Exercise goal:
Copy out all of the data exactly as it appears.
begin
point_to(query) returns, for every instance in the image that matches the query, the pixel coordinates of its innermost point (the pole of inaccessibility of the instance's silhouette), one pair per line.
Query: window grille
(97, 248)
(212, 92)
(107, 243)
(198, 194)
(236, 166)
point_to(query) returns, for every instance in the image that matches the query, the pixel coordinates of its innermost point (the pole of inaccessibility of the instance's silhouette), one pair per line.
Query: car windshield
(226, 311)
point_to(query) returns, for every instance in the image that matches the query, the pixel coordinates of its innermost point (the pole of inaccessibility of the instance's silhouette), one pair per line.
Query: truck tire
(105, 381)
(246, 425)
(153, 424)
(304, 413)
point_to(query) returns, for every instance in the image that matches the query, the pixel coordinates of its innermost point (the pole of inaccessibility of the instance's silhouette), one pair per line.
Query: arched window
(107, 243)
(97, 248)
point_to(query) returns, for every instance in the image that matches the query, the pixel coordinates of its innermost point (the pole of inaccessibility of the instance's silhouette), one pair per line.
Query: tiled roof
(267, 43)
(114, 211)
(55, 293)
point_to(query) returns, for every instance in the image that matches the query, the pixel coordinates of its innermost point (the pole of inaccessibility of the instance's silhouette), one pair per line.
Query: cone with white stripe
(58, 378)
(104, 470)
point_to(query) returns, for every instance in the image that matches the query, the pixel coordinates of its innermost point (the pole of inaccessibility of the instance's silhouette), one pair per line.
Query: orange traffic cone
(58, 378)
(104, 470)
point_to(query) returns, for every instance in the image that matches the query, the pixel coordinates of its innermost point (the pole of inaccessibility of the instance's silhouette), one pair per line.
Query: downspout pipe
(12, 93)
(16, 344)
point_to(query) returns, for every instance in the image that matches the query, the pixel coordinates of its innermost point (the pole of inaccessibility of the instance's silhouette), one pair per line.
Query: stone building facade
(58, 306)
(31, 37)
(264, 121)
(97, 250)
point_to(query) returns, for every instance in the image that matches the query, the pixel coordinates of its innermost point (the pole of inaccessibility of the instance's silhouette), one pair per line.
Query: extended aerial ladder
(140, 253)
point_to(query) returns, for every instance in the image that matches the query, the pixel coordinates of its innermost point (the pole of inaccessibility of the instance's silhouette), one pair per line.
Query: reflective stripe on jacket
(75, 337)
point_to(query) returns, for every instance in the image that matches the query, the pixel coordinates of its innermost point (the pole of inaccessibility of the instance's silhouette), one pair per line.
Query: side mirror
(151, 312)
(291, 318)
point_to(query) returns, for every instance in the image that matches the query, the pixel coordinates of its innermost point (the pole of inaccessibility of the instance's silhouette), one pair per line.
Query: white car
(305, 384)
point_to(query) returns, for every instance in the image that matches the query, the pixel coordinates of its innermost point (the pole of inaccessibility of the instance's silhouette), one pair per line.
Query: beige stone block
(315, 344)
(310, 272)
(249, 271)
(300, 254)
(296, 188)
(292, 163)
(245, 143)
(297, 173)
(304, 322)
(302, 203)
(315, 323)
end
Exercise answer:
point_to(query) returns, for every instance in the image that matches the query, the pixel coordinates of its innermost point (the pole of inaccessibility of the instance's silhouette), one pair per line.
Query: window grille
(97, 248)
(212, 92)
(107, 243)
(198, 194)
(236, 166)
point_to(query) returns, for every instance in the image that matches the query, the pixel coordinates of its innermost point (the pole of inaccessibility of the instance's silhouette), one pair per line.
Query: car windshield
(226, 311)
point_to(query) returns, for every instance in the image that matches the query, the pixel coordinates of its innermost point (the pole of inaccessibility of the instance's silhouette), one pair per line.
Query: truck tire
(105, 381)
(246, 425)
(153, 424)
(304, 413)
point_to(query) returns, for every instance in the image that matches the query, the pixel coordinates of its innermost point (the pole of inaccessibility of the instance's silhouette), one pair per line.
Query: arched window
(107, 243)
(97, 248)
point_to(query) returns, for every instance in the image that matches the query, the pixel coordinates of its innermost point (the pole of inaccessibility of the instance's silhouette), one pair per line.
Query: tiled roof
(267, 43)
(114, 211)
(55, 293)
point_to(query) returns, for every instance in the image that matches the query, the pixel coordinates of its innermost point (the pole of inaccessibility of the instance's silhouette), one pair per line.
Query: cone with white stripe
(58, 378)
(104, 470)
point_to(query) returns, for every instance in the image that matches the query, the pixel coordinates of its innermost point (the pole of inaccessibility of the instance's silhouette), one pair per line.
Query: orange traffic cone
(58, 378)
(104, 470)
point_to(query) returns, for every instance in the image that matches the query, the pixel coordinates of its innermost point (the pole of inaccessibility of the instance's silhouette), one pair per line.
Query: downspout pipe
(12, 93)
(16, 344)
point_to(query) returns, for every instance in the image that matches the query, the pixel coordinates of its innermost point (the pole of inaccessibility of the instance's silhouette), one pair per line.
Query: stone building facade
(58, 306)
(31, 37)
(264, 121)
(97, 250)
point_to(query) returns, for every instance in the image that matches the query, the pixel coordinates of its innermost point (the pole of inaccessibility of the instance's silhouette), one pair per line.
Query: extended aerial ladder
(140, 253)
point_to(query) returns, for every instance in the image that matches the query, the pixel coordinates of its innermost point (the pole of inaccessibility of the instance's silhouette), one pair per line.
Query: reflective stripe on jacket
(75, 337)
point_to(query) returns, for every instance in the image that matches the query, the pixel coordinates of its innermost point (the pole of inaccessibility of the instance's silhouette), one pair per line.
Query: side mirror
(151, 312)
(291, 318)
point_to(query) returns, for every instance in the image that matches the query, the pixel coordinates of its innermost point (the pole of inaccessibility of the instance's silhouette), one pair per line.
Query: white car
(305, 384)
point_to(query) returns, for every instance in the image that matches the query, the pixel coordinates of its innermost point (the pole of inaccessibility of the instance's silhouette), one pair per line.
Query: beige stone block
(315, 344)
(310, 272)
(249, 271)
(300, 254)
(296, 188)
(292, 163)
(245, 143)
(297, 173)
(304, 322)
(302, 203)
(315, 323)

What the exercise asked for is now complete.